The answer must be the full set of records, repeated exactly.

────────────────────

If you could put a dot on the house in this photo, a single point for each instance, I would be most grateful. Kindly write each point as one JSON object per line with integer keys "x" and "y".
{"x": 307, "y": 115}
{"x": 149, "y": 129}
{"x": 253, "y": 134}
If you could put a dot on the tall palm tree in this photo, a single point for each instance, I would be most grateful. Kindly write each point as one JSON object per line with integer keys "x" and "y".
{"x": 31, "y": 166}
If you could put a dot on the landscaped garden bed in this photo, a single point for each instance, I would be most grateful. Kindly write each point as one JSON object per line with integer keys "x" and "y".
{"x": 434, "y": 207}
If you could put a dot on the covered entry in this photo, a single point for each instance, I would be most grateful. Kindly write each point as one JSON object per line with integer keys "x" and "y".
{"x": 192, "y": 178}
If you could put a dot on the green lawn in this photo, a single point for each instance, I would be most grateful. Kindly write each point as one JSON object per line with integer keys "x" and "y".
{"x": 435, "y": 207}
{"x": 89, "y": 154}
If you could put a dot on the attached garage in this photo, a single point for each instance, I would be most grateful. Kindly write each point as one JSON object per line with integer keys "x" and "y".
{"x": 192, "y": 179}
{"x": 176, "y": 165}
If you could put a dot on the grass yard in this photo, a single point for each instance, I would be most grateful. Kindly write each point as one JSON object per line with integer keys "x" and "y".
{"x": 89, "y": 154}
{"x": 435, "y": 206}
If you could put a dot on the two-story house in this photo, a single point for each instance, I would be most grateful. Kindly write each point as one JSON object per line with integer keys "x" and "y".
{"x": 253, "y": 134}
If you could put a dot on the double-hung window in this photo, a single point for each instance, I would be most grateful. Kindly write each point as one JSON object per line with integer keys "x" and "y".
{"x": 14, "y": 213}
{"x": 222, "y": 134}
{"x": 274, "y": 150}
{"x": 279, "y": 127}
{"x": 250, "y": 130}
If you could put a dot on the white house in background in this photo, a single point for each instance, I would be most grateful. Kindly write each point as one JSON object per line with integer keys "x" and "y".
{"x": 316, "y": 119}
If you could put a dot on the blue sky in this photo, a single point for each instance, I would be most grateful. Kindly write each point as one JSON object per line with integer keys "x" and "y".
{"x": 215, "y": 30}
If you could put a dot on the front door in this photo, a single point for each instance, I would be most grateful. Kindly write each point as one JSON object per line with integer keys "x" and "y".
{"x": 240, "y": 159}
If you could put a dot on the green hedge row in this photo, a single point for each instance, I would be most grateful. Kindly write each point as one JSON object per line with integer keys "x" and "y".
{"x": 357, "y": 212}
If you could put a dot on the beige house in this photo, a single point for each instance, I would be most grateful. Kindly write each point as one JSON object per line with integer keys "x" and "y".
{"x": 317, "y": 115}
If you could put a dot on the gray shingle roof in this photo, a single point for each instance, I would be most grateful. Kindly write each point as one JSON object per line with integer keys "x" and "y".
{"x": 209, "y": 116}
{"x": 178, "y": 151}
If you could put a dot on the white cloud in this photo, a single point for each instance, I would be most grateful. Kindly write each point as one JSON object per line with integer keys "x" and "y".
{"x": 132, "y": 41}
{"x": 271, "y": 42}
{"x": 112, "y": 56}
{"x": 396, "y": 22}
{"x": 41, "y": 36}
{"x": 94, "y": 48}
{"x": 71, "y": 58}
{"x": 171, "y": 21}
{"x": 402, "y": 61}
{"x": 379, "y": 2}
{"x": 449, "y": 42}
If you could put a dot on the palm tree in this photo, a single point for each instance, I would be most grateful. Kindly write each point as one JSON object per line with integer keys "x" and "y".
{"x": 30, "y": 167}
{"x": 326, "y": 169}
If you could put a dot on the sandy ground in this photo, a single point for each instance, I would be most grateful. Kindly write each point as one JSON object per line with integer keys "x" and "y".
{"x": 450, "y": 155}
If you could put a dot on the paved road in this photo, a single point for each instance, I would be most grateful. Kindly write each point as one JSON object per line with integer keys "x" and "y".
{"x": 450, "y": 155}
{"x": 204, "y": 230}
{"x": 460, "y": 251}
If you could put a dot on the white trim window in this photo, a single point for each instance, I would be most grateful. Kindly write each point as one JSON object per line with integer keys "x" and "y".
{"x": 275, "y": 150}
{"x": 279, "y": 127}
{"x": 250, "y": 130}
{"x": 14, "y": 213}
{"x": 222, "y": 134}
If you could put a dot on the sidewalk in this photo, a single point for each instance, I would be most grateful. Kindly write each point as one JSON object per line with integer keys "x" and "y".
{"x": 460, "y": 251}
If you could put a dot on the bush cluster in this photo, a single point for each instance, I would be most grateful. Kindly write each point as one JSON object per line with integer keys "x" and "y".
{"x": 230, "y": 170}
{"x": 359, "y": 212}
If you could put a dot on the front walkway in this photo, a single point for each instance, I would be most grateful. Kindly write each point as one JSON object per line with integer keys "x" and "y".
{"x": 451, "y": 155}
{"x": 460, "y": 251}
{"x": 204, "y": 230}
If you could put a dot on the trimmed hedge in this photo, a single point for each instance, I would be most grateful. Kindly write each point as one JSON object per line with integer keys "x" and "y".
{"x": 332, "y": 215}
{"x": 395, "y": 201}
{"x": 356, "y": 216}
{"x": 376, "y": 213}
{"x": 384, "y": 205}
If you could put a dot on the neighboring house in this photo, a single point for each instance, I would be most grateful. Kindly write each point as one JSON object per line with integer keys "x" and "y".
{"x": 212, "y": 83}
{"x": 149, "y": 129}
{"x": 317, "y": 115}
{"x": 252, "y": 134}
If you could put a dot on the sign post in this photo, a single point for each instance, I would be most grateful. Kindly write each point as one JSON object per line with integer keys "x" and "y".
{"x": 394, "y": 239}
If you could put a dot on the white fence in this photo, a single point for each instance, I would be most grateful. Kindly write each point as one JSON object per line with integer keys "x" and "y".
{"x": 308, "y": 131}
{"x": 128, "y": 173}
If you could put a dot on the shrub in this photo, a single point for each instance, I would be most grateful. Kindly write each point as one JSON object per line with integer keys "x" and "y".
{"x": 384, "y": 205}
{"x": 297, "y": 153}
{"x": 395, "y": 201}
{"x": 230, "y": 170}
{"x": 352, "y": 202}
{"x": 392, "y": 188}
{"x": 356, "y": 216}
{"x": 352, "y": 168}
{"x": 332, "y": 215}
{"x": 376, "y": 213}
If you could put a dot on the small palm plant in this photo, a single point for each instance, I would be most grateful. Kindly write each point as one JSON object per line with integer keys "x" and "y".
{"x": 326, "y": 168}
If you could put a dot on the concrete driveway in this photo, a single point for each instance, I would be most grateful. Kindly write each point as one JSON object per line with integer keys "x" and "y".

────────────────────

[YOUR RESPONSE]:
If you could put a dot on the house in this photo, a single point for each instance, I would be most grateful. Kindly write each point as one JSON object per line with integer keys "x" and "y".
{"x": 307, "y": 115}
{"x": 149, "y": 129}
{"x": 253, "y": 134}
If you could put a dot on the tall palm tree in this photo, a single point for each instance, I would be most grateful. Kindly write each point as one JSON object per line with integer keys "x" and "y".
{"x": 31, "y": 166}
If you could put a dot on the landscaped garden bed in this photo, a single point for each instance, I would be most grateful. Kindly write each point as one JSON object per line with integer keys "x" and "y".
{"x": 434, "y": 207}
If you could put a dot on the covered entry in this photo, a single point for each instance, I would be most grateful. Kindly write each point as one JSON object per line with integer keys "x" and "y".
{"x": 192, "y": 178}
If you could put a dot on the green lawn in this photo, a single point for each instance, I would be most grateful. Kindly write each point as one JSON object per line with integer keys "x" and "y".
{"x": 435, "y": 207}
{"x": 89, "y": 154}
If you could put a dot on the attached garage in this photo, a single point for each instance, I would be most grateful. Kindly write each point as one JSON object per line with integer keys "x" and "y".
{"x": 192, "y": 179}
{"x": 176, "y": 165}
If you could put a dot on the grass yard in this photo, a single point for each instance, I would be most grateful. Kindly write each point as one JSON object per line with integer keys "x" and "y".
{"x": 89, "y": 154}
{"x": 435, "y": 206}
If you could put a dot on the two-story house in this photo, a single point for each instance, I would be most grateful. Kindly write each point as one JSON object per line with integer keys "x" and "y".
{"x": 253, "y": 134}
If you could put a dot on the double-hung window in this photo, a single point for each instance, I would be most grateful. Kindly write each point as one JSON object per line with integer keys "x" and "y".
{"x": 14, "y": 213}
{"x": 222, "y": 134}
{"x": 274, "y": 150}
{"x": 279, "y": 127}
{"x": 250, "y": 130}
If you could put a dot on the white house in background in this photo, a single point for each instance, I would be most grateful. Kindly write each point as one JSON object per line with integer keys "x" and "y".
{"x": 316, "y": 119}
If you could put a dot on the blue sky in this photo, a single point for each instance, I would be most grateful. Kindly write each point as one JSON object per line with integer keys "x" and "y".
{"x": 215, "y": 30}
If you could put a dot on the front door in this photo, a single point for each instance, I would be most grateful. Kindly write each point as one JSON object per line with integer keys "x" and "y".
{"x": 240, "y": 159}
If you could put a dot on the green hedge row in this photo, a single point for each instance, I would be most grateful. Kindly write each point as one JSON object per line with integer keys "x" and "y".
{"x": 357, "y": 212}
If you could put a dot on the beige house in this photo, a single point for each instance, I would be most grateful. Kindly write each point as one JSON object per line with integer keys "x" and "y".
{"x": 317, "y": 115}
If you could put a dot on the gray shingle roof in this photo, a single point for each instance, I would be most grateful. Kindly write each point as one JSON object per line with integer keys "x" and "y".
{"x": 209, "y": 116}
{"x": 178, "y": 151}
If you could put a dot on the white cloud in this photo, a single point for each instance, I would be most grateful. Kindly write each point as one JSON object per line with integer keys "x" and "y".
{"x": 132, "y": 41}
{"x": 271, "y": 42}
{"x": 112, "y": 56}
{"x": 396, "y": 22}
{"x": 41, "y": 36}
{"x": 94, "y": 48}
{"x": 71, "y": 58}
{"x": 171, "y": 21}
{"x": 402, "y": 61}
{"x": 379, "y": 2}
{"x": 449, "y": 42}
If you could put a dot on the palm tree in this photo, a single point for each instance, I would be most grateful. Kindly write each point as one JSON object per line with integer keys "x" and "y".
{"x": 30, "y": 167}
{"x": 326, "y": 169}
If you could put a dot on the sandy ground in this photo, a single point for each instance, I would be most grateful. Kindly write each point as one JSON object per line with integer keys "x" and "y".
{"x": 450, "y": 155}
If you could put a dot on the paved road in this photo, a single point for each instance, I would be most grateful. Kindly write each point as one JSON object per line with integer keys "x" and "y".
{"x": 450, "y": 155}
{"x": 204, "y": 230}
{"x": 460, "y": 251}
If you could put a dot on the white trim window in this photo, a single point for each instance, I would be most grateful. Kindly write each point as one JSON object per line with integer keys "x" and "y".
{"x": 275, "y": 150}
{"x": 279, "y": 127}
{"x": 250, "y": 130}
{"x": 14, "y": 213}
{"x": 222, "y": 134}
If you could put a dot on the sidewalk in this photo, a single point for each instance, I would be most grateful. Kindly write each point as one JSON object per line with integer keys "x" and "y".
{"x": 460, "y": 251}
If you could put a dot on the bush cluster in this photo, a single point for each instance, I would be most grateful. Kindly write each point as one JSON object per line with integer keys "x" and "y".
{"x": 230, "y": 170}
{"x": 359, "y": 212}
If you could put a dot on the front walkway in this photo, a single point for each instance, I would be most grateful. Kindly write each point as one JSON object per line with integer keys "x" and "y".
{"x": 451, "y": 155}
{"x": 460, "y": 251}
{"x": 204, "y": 230}
If you could put a dot on the trimmed hedge in this photo, a single point for each instance, I would be most grateful. Kindly write each point as one JSON object per line with integer keys "x" and "y".
{"x": 332, "y": 215}
{"x": 395, "y": 201}
{"x": 356, "y": 216}
{"x": 376, "y": 213}
{"x": 384, "y": 205}
If you could put a dot on the neighboring house in this photo, a single point for each instance, I would be most grateful. Kindly write each point as one JSON object per line with integer keys "x" and "y".
{"x": 212, "y": 83}
{"x": 149, "y": 129}
{"x": 317, "y": 115}
{"x": 252, "y": 134}
If you could put a dot on the sign post in this photo, a single point for each instance, I would be most grateful. Kindly write each point as one JSON object per line with integer keys "x" and "y".
{"x": 394, "y": 239}
If you could put a dot on the white fence in this photo, a single point for each instance, I would be most grateful. Kindly write each point as one JSON object per line with integer keys "x" and "y".
{"x": 308, "y": 131}
{"x": 128, "y": 173}
If you could put a dot on the shrub in this photo, a single point for each instance, I would be most grateful. Kindly write each point as one JSON object per line with integer keys "x" and "y".
{"x": 384, "y": 205}
{"x": 297, "y": 153}
{"x": 395, "y": 201}
{"x": 230, "y": 170}
{"x": 352, "y": 202}
{"x": 392, "y": 188}
{"x": 356, "y": 216}
{"x": 352, "y": 168}
{"x": 332, "y": 215}
{"x": 376, "y": 213}
If you could put a dot on the small palm plant in this photo, a single point for each instance, I would be most grateful. Kindly write each point as one JSON object per line with integer keys "x" and "y".
{"x": 326, "y": 168}
If you could put a dot on the concrete driveway in this photo, a single point for each instance, I would be most grateful. Kindly write each point as one JSON object per line with integer keys "x" and "y".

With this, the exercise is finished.